== PROBLEM REQUIREMENTS ==
What is expected is a word-for-word copy of all the entries.

_ _ _

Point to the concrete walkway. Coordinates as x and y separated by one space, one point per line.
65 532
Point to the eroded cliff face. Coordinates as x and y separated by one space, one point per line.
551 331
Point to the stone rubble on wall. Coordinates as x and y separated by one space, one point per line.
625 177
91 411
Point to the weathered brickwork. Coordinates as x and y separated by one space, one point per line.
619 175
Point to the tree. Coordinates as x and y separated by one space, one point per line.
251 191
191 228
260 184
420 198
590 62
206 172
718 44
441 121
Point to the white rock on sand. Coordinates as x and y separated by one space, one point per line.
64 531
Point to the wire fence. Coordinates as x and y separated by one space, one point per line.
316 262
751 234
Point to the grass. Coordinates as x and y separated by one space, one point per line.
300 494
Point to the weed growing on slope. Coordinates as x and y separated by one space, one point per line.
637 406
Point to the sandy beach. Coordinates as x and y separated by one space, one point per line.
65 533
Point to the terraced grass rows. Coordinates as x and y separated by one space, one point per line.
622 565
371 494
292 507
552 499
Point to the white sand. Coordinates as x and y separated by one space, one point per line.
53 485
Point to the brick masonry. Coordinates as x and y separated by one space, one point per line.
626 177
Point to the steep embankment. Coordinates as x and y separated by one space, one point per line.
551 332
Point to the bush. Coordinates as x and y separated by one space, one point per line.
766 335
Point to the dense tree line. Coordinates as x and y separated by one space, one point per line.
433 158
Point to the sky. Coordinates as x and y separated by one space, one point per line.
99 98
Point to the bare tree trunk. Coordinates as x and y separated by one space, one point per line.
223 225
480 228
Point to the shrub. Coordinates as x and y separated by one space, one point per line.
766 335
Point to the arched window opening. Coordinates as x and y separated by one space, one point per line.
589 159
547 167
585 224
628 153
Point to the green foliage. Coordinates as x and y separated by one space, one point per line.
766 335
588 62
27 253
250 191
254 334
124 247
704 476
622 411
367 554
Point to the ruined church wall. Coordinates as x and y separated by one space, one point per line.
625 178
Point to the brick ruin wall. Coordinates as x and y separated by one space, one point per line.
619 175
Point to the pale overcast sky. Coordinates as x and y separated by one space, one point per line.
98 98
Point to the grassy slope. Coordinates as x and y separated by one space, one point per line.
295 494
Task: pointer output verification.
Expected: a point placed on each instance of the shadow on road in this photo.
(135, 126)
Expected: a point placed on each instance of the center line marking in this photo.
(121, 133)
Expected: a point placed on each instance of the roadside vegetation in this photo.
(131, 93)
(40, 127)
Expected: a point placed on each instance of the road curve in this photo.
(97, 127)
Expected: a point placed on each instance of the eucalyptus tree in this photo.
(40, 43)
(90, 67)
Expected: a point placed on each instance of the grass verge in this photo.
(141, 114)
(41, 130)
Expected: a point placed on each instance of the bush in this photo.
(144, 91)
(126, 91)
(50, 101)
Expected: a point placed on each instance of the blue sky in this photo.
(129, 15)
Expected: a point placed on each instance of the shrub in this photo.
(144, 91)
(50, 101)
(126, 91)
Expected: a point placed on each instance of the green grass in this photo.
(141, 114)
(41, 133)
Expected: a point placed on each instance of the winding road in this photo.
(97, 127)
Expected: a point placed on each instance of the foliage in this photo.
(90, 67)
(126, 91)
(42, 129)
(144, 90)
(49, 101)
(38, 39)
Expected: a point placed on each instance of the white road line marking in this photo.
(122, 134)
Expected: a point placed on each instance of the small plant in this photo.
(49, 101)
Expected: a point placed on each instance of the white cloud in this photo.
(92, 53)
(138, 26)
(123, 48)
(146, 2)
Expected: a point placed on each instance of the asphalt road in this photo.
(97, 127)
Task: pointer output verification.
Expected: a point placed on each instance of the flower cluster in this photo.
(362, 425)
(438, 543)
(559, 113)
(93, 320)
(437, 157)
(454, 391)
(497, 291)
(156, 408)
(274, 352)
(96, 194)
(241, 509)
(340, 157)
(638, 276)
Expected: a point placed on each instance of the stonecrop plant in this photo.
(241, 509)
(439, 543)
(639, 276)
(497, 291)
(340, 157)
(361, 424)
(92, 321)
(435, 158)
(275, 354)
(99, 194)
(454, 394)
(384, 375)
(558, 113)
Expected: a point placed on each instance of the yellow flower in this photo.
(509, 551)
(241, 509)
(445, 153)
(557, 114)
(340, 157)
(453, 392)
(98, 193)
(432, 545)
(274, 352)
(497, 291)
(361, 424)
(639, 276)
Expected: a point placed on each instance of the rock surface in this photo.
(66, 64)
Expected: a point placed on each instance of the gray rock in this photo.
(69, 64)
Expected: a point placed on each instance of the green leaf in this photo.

_ _ _

== YOUR RESPONSE ==
Point to the concrete walkway. Coordinates as x and y separated by one space, one point per line.
65 532
Point to the eroded cliff face. Coordinates as x and y separated by one space, one point per line.
551 331
Point to the stone rubble on wall. Coordinates as x and y separated by one space, one point per line.
625 177
91 411
Point to the weathered brickwork. Coordinates as x and y separated by one space, one point per line.
619 175
Point to the tree. Coordinates as x and y separated by one space, one point per line.
251 191
191 228
260 184
420 198
590 62
206 172
718 44
441 121
Point to the white rock on sand. Coordinates as x and y separated by one space, one point per line.
64 531
Point to the wire fence. Coordinates as x and y separated by one space, one point per line.
316 262
751 234
Point to the grass. Coordinates as x and y separated by one space, one point per line.
300 494
Point to the weed growing on slope. Coordinates as x and y separated by one space, one point per line.
637 406
Point to the sandy beach. Coordinates as x and y separated by one space, one point per line.
65 533
Point to the terraced grass rows. Coordinates as x and y separated by one space, one point per line.
622 565
371 494
292 507
552 499
Point to the white sand. Coordinates as x and y separated by one space, one point per line.
53 485
Point to the brick masonry. Coordinates as x and y separated by one space, one point per line.
626 177
Point to the steep embankment. Coordinates as x and y separated by one space, one point per line.
551 332
Point to the bush. Coordinates as x and y separated by one space, one point per line.
766 335
Point to the dense tree line. Coordinates as x and y separated by one space, one point per line.
433 158
Point to the sky. Coordinates as x and y separated by one space, one point per line.
99 98
Point to the bare tree trunk. Coordinates as x and y separated by one space, one point per line.
223 225
480 228
Point to the shrub. Coordinates as x and y separated by one space, one point per line.
766 335
Point to the arched window opening. Coordinates as x and y separated by one space, one point per line.
589 159
547 167
585 224
628 153
Point to the green foliage. Coordinates as x and y separated by one space, one point per line.
766 335
588 62
27 253
250 191
254 334
124 247
704 476
622 411
367 554
Point to the ruined church wall. Coordinates as x and y separated by one space, one point per line.
625 178
Point to the brick ruin wall. Coordinates as x and y separated by one space, one point per line.
619 175
Point to the pale overcast sky. Coordinates as x and y separated by one space, one point per line.
98 98
Point to the grassy slope. Coordinates as x and y separated by one space, one point per line.
295 494
Task: pointer output verification.
Expected: a point placed on each instance of the shadow on road in this photo.
(135, 126)
Expected: a point placed on each instance of the center line marking in this photo.
(121, 133)
Expected: a point placed on each instance of the roadside vegetation in this photo.
(131, 93)
(40, 127)
Expected: a point placed on each instance of the road curve in this photo.
(97, 127)
Expected: a point placed on each instance of the eucalyptus tree in this photo.
(40, 43)
(90, 67)
Expected: a point placed on each instance of the grass verge in this photo.
(141, 114)
(41, 130)
Expected: a point placed on each instance of the bush in this photo.
(144, 91)
(126, 91)
(50, 101)
Expected: a point placed on each instance of the blue sky in this photo.
(129, 15)
Expected: a point placed on each instance of the shrub in this photo.
(144, 91)
(50, 101)
(126, 91)
Expected: a point placed on each instance of the green grass in this photo.
(141, 114)
(41, 133)
Expected: a point placed on each instance of the winding road in this photo.
(97, 127)
Expected: a point placed on each instance of the foliage in this photo.
(90, 67)
(126, 91)
(42, 129)
(144, 90)
(49, 101)
(38, 39)
Expected: a point placed on each instance of the white road line marking in this photo.
(122, 134)
Expected: a point placed on each instance of the small plant in this photo.
(49, 101)
Expected: a point placed on each instance of the white cloud in this photo.
(92, 53)
(138, 26)
(123, 48)
(146, 2)
Expected: a point placed on each instance of the asphalt road in this photo.
(97, 127)
Task: pointer output verification.
Expected: a point placed on each instance of the flower cluster in this photo.
(362, 425)
(438, 543)
(559, 113)
(93, 320)
(437, 157)
(454, 391)
(497, 291)
(156, 408)
(274, 352)
(96, 194)
(241, 509)
(340, 157)
(638, 276)
Expected: a point placed on each instance of the stonecrop plant in this photo.
(241, 509)
(439, 543)
(639, 276)
(497, 291)
(340, 157)
(361, 424)
(92, 321)
(435, 158)
(275, 354)
(99, 194)
(454, 394)
(384, 375)
(558, 113)
Expected: a point placed on each instance of the yellow flower in this photo.
(509, 551)
(241, 509)
(445, 153)
(557, 114)
(340, 157)
(453, 392)
(98, 193)
(432, 545)
(274, 352)
(497, 291)
(361, 424)
(639, 276)
Expected: a point placed on each instance of the rock surface in this photo.
(66, 64)
Expected: a point placed on each instance of the gray rock in this photo.
(69, 64)
Expected: a point placed on each instance of the green leaf in this photo.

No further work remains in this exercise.